= AVAILABLE DATA =
=== Section Start ===

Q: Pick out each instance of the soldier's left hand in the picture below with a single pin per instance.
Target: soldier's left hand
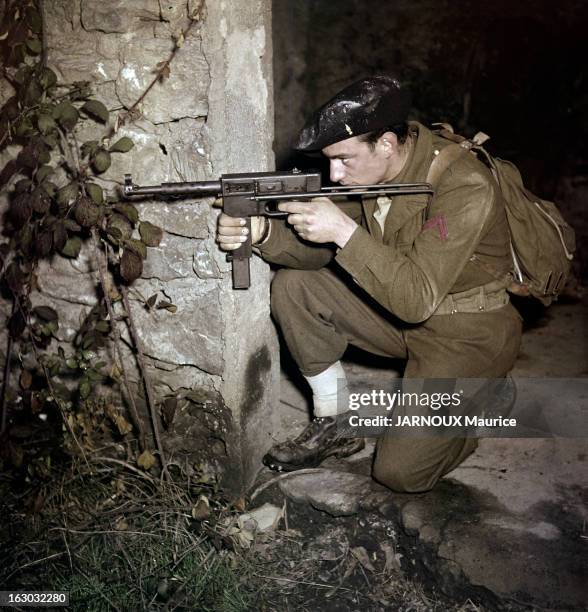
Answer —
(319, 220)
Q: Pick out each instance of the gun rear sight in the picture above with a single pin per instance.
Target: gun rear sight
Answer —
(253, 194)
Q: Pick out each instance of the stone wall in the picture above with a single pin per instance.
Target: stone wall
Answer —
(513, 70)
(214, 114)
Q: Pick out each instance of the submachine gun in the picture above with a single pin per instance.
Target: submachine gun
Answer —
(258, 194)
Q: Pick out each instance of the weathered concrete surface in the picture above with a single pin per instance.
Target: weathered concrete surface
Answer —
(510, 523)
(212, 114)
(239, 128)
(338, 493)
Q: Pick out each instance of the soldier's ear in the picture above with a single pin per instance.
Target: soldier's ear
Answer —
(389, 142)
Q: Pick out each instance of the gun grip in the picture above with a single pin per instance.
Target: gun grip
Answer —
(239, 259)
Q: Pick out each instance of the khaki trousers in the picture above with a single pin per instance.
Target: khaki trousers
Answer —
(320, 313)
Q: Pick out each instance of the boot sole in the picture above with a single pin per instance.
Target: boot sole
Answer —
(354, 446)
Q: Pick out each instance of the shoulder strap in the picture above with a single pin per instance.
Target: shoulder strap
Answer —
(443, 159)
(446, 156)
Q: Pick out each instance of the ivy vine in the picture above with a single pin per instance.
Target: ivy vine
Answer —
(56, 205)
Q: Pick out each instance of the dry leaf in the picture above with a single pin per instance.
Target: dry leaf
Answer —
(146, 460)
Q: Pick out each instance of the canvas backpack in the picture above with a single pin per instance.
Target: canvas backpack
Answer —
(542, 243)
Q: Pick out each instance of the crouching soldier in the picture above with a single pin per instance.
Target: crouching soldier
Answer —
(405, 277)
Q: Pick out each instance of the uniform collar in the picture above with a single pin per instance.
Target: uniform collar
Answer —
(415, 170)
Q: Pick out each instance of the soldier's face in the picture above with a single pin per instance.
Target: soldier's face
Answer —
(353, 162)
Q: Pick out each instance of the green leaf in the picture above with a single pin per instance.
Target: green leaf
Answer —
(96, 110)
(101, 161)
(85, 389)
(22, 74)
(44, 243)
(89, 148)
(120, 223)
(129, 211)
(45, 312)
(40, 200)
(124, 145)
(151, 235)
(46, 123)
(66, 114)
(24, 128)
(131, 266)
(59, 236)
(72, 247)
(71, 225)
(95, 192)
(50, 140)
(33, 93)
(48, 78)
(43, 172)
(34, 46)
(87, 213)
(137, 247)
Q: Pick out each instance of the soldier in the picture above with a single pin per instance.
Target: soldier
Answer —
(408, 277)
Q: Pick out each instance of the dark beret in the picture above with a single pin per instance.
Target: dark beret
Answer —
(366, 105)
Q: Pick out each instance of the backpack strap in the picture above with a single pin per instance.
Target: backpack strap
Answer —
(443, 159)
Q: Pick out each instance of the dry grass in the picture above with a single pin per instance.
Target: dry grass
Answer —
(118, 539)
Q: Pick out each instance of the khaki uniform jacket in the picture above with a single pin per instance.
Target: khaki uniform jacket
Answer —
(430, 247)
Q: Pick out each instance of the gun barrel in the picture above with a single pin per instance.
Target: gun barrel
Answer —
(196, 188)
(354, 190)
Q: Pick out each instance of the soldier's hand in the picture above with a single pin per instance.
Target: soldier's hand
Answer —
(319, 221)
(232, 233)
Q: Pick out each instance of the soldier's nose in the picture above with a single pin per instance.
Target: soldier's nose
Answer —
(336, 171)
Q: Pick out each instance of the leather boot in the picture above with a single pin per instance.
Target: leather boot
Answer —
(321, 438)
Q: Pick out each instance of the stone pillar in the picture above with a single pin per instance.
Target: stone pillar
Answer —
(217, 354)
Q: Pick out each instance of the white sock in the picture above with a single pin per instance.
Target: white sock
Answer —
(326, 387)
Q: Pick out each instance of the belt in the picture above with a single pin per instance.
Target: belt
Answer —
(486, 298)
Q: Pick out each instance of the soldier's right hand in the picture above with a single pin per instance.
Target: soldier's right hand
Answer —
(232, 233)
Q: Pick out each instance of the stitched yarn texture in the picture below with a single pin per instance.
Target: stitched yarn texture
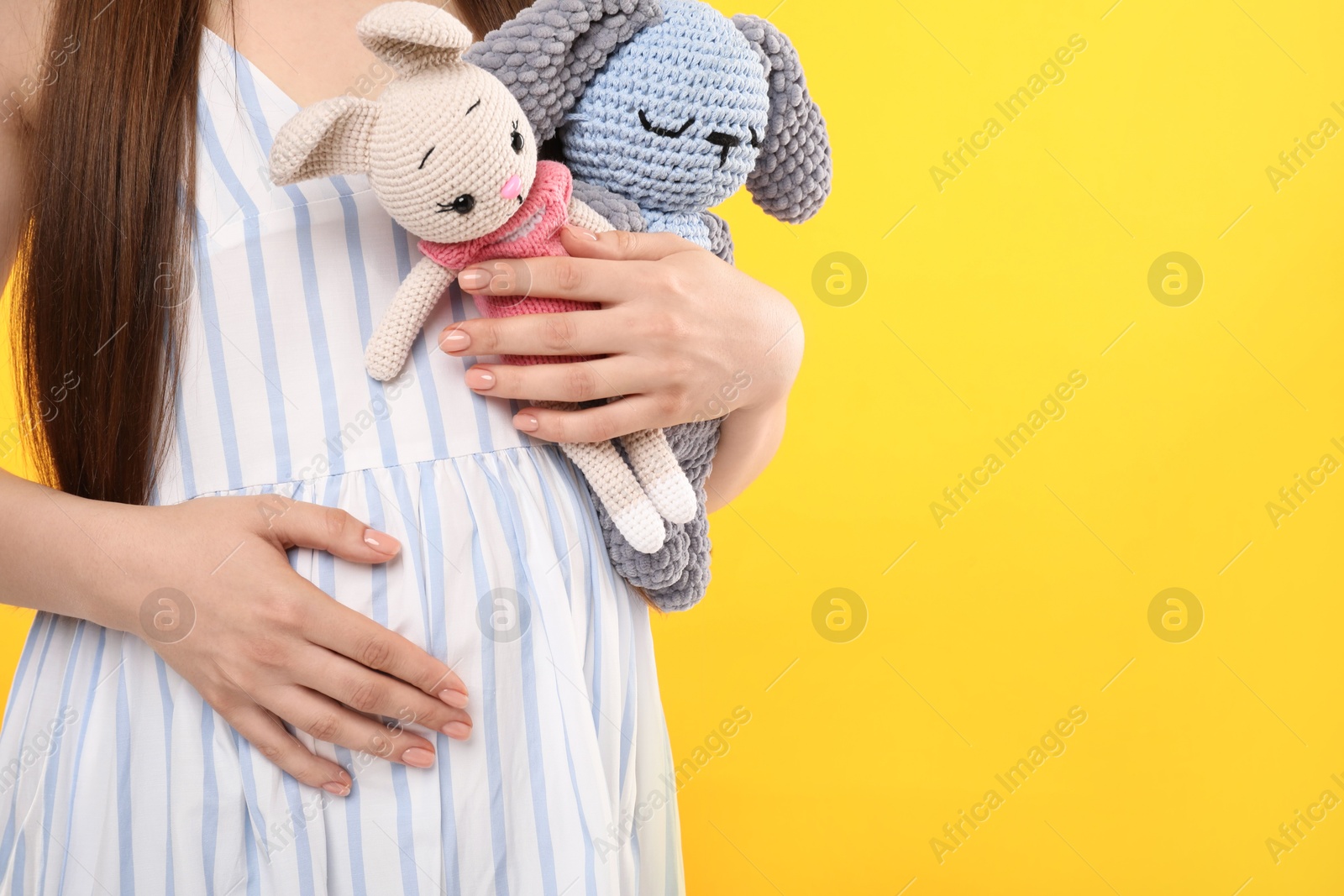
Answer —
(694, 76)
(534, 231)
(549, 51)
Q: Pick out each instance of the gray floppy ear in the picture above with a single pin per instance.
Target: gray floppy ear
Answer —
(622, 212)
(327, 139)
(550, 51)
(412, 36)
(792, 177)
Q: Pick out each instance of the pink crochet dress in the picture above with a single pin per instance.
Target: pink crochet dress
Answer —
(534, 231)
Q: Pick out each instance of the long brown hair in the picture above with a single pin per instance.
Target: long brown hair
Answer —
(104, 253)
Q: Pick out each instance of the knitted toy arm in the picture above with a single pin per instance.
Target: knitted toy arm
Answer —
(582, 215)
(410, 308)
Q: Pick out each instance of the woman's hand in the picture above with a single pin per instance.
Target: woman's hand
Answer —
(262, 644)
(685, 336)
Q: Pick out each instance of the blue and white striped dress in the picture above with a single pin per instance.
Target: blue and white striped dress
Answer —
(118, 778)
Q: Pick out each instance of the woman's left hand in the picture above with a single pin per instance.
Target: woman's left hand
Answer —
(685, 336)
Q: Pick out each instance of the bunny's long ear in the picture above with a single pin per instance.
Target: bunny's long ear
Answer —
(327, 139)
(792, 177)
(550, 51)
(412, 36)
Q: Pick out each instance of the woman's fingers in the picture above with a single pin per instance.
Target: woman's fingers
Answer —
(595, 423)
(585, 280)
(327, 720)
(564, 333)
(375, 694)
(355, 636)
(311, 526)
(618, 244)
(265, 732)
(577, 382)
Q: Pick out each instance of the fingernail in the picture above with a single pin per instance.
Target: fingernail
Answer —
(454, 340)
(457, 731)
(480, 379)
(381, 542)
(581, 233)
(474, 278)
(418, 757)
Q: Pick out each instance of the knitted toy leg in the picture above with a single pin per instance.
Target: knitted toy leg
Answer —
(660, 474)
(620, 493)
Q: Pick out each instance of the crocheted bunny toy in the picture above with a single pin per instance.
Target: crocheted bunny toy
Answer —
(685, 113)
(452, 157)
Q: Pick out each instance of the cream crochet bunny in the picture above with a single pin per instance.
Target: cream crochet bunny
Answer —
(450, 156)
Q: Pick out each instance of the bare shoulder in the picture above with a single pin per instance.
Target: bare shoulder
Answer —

=== Section End ===

= AIM OF THE EXERCISE =
Please give the entries again word for word, without any pictures.

= SOLUTION =
Q: Pick out each instance of the soldier's left hand in the picture below with a single pin per instance.
Target: soldier's left hand
Answer —
(319, 220)
Q: Pick out each instance of the gun rear sight in the picture above with a single pin per instance.
Target: gun rear sight
Answer —
(253, 194)
Q: Pick out each instance of the stone wall in the picture above with a single pin per instance.
Target: stone wall
Answer —
(513, 70)
(214, 114)
Q: Pick out each instance of the submachine gun in the picture above with a single pin per instance.
Target: submachine gun
Answer —
(258, 194)
Q: Pick out each instance of the weathered concrete surface in the picture above with a single pin per instance.
Target: weathered concrete surface
Answer —
(510, 523)
(212, 114)
(239, 128)
(338, 493)
Q: Pick out each instance of the soldier's ear in the picture above with a single pin per instance.
Target: soldier's ear
Answer —
(389, 142)
Q: Pick out each instance of the gun grip in the picture above with a single pin per instance.
Target: gun grip
Answer —
(239, 259)
Q: Pick out each instance of the khaki trousers in the picture above with a single pin per instance.
Target: khaki trousers
Answer —
(320, 313)
Q: Pick out each instance of the boot sole in the picture above with a single pin per instance.
Target: boot sole
Answer —
(354, 446)
Q: Pick out each instance of the shoulder strap in the picture above with a single pin per instance.
Target: shoulder strap
Answer —
(443, 159)
(446, 156)
Q: Pick out each instance of the ivy vine in the picture above with a single pin per instance.
Target: ivy vine
Answer —
(56, 205)
Q: Pick out each instance of the dry leaf in the picture above with a single pin per instance.
Target: dry leaf
Answer —
(146, 460)
Q: Pick out each instance of the canvas backpack in the picture above with a single pin per instance.
Target: canvas backpack
Answer —
(542, 243)
Q: Pick out each instance of the crouching soldier in the picture above with a single pin per instance.
Target: crouching soldier
Answer —
(405, 277)
Q: Pick out each instance of the uniform collar in the picture above with a single pin per instance.
Target: uniform collar
Answer —
(415, 170)
Q: Pick out each instance of the soldier's face in the picture above with a single pin per instance.
Target: soldier's face
Answer —
(353, 162)
Q: Pick out each instance of the green leaf in the picture above with a single pin per instance.
Target: green leaf
Answer —
(96, 110)
(101, 161)
(85, 389)
(22, 74)
(44, 243)
(89, 148)
(120, 223)
(129, 211)
(45, 312)
(40, 200)
(124, 145)
(151, 235)
(46, 123)
(66, 114)
(24, 128)
(131, 266)
(59, 236)
(72, 247)
(71, 225)
(95, 192)
(50, 140)
(33, 93)
(48, 78)
(43, 172)
(34, 46)
(87, 213)
(137, 247)
Q: Pick out each instance of the soldier in the picture above with a single pin per instance.
Target: soldier
Answer —
(408, 277)
Q: Pick out each instance of the dark beret in the picture above with a single pin per instance.
Target: dark beret
Answer —
(366, 105)
Q: Pick out each instance of the backpack strap in the picture above with a single pin per instance.
Target: backpack strap
Answer —
(443, 159)
Q: Pick out each instance of the dry grass in the picture above with a single pin per instance.
Target: dry grass
Answer —
(118, 539)
Q: Pick out each instance of the khaki uniform jacket in the picture above with a single pin per instance.
Target: khaki uniform jacket
Answer —
(430, 247)
Q: Pick out each instance of the gun barrel in the picture above with a single pin per instance.
Target: gun barrel
Answer —
(196, 188)
(354, 190)
Q: Pick out each instance of the soldier's hand in the picture above with a single pin per instance.
Target: soldier's hand
Answer —
(319, 221)
(232, 233)
Q: Pick out each instance of the soldier's nose in the picture above with a single pin per instance.
Target: soldier's nose
Answer —
(336, 171)
Q: Pick out each instance of the leather boot in the picture above with a single pin per instance.
Target: leather boot
Answer —
(321, 438)
Q: Pick out each instance of the stone pillar in the picture above with a single pin per instance.
Target: stone pillar
Answer —
(217, 354)
Q: Pick out each instance of the white sock in the picture above with a single pin per instance.
Target: white sock
Answer —
(326, 387)
Q: Pick out each instance of the belt in the picture above with a single pin per instance.
Target: belt
Answer —
(486, 298)
Q: Pick out each instance of the soldier's right hand in the picture above with a single pin per instance.
Target: soldier's right hand
Answer —
(232, 233)
Q: Pick out each instance of the stitched yarn texture in the picture below with a single pin per instance.
Target: stitched yarn texture
Answer —
(694, 76)
(534, 231)
(549, 51)
Q: Pick out each instance of the gray floppy ear in the picture above with a single pin per instance.
Target: gray floppy ear
Answer —
(622, 212)
(327, 139)
(550, 51)
(412, 36)
(792, 177)
Q: Pick out each instance of the pink crochet dress in the picture above with a single pin per instance.
Target: pink crochet dress
Answer —
(534, 231)
Q: Pick out each instance of the long brown hair in the picture above with a single pin per instance.
Target: long brown hair
Answer —
(104, 253)
Q: Pick out each instance of the knitted toy arm in the picture above with a single pin per instance.
Target: knitted toy arm
Answer —
(582, 215)
(410, 308)
Q: Pick out each instance of the woman's hand in the picture above with a single pin per instance.
Target: woman's hand
Answer —
(262, 644)
(685, 336)
Q: Pick out each instance of the blue and white striped dress in the picture above with a single pin per instance.
Target: blue and white striped dress
Answer —
(118, 778)
Q: Pick out each instance of the woman's left hand in the picture above with a single pin per instance.
Target: woman's left hand
Answer —
(685, 336)
Q: Pick out each instance of the bunny's long ear in the picture above with a single pin per instance.
Target: bunny's long ear
Answer —
(327, 139)
(792, 177)
(550, 51)
(412, 36)
Q: Pick out each instance of the woman's fingers in the picture above with a single pin per instance.
Target: woman's fingers
Answer —
(595, 423)
(585, 280)
(327, 720)
(564, 333)
(375, 694)
(355, 636)
(311, 526)
(618, 244)
(265, 732)
(577, 382)
Q: Pick out each instance of the fingernail in the picture above with a single pin per instance.
Target: fingernail
Answer —
(454, 340)
(457, 731)
(480, 379)
(381, 542)
(581, 233)
(474, 278)
(418, 757)
Q: Pick out each instance of the knitted toy leg in the picture above with a single pin per instance.
Target: knitted toy leg
Answer —
(660, 474)
(620, 493)
Q: Pick out each instance of the crocheted bunny toy in the picture above with a single pin per instance.
Target: crocheted bunny toy
Answer —
(685, 113)
(452, 157)
Q: Pick out each instance of the cream crochet bunny in the picture above with a single pin per instance.
Target: cream crochet bunny
Answer —
(450, 156)
Q: Pick out each instance of the bare shoulder in the picture above with a single pin per instance.
Target: bare shoulder
Answer —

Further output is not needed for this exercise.